***** Supplied passage

At the conclusion of the course, you should be able to:
• recognise the problems and difficulties associated with investment and development o residential property.
• logically discuss the base feasibility questions associated with residential property development and investment feasibility as proposed by Prof. James Graaskamp, University of Wisconsin.
• differentiate between levels of journal and navigate the Internet to find appropriate material.
• construct a basic literature review to standards expected of first year university students, together with a bibliography presented in the accepted format (AusInfo, (1994 or later), “Style Manual for authors, editors and printers”, Commonwealth of Australia.)
• recognise the importance of strategic thinking and action within the property industry.
This will be achieved through you undertaking the reading, referencing, reflection and study required and the assignment work that will be provided to you separately in the book Property Concepts 2008 Edition.
Overview of Learning Activities
This course is run as a theory-based lecture and tutorial series, underpinned by references to case studies and the body of knowledge. It relies on you undertaking the base reading, as directed, in the non-contact hours each week prior to the lecture. It is a core unit, and deals with the fundamental elements of real estate. You are therefore required to demonstrate an understanding of the material covered as it forms an important base knowledge for future courses throughout the program.

**********
***** Records shown

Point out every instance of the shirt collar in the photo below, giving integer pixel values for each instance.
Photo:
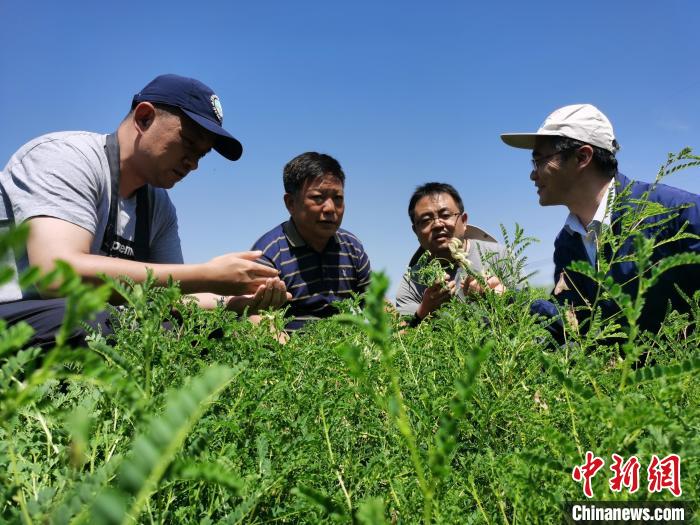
(296, 240)
(601, 216)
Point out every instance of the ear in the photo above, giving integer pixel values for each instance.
(289, 202)
(144, 115)
(584, 156)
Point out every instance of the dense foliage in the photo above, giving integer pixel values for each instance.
(468, 418)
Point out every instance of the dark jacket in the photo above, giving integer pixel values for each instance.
(581, 290)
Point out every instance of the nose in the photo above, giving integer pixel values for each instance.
(328, 207)
(191, 163)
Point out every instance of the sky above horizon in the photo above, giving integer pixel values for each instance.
(401, 93)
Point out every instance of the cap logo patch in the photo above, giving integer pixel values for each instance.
(218, 110)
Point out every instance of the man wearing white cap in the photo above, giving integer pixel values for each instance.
(574, 164)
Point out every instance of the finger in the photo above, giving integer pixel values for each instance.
(278, 294)
(261, 271)
(266, 298)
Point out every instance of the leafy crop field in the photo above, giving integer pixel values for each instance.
(469, 418)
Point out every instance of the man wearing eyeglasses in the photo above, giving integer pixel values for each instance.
(574, 164)
(437, 216)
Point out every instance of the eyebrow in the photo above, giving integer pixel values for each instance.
(444, 208)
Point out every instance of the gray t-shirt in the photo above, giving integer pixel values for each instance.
(410, 293)
(66, 175)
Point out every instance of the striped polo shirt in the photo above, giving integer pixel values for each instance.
(315, 279)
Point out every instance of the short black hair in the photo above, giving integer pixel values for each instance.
(309, 165)
(605, 160)
(433, 188)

**********

* Problem to work on: Please copy out the course outline word for word, from "At the conclusion" up to and including "the property industry.".

* Expected answer:
At the conclusion of the course, you should be able to:
• recognise the problems and difficulties associated with investment and development o residential property.
• logically discuss the base feasibility questions associated with residential property development and investment feasibility as proposed by Prof. James Graaskamp, University of Wisconsin.
• differentiate between levels of journal and navigate the Internet to find appropriate material.
• construct a basic literature review to standards expected of first year university students, together with a bibliography presented in the accepted format (AusInfo, (1994 or later), “Style Manual for authors, editors and printers”, Commonwealth of Australia.)
• recognise the importance of strategic thinking and action within the property industry.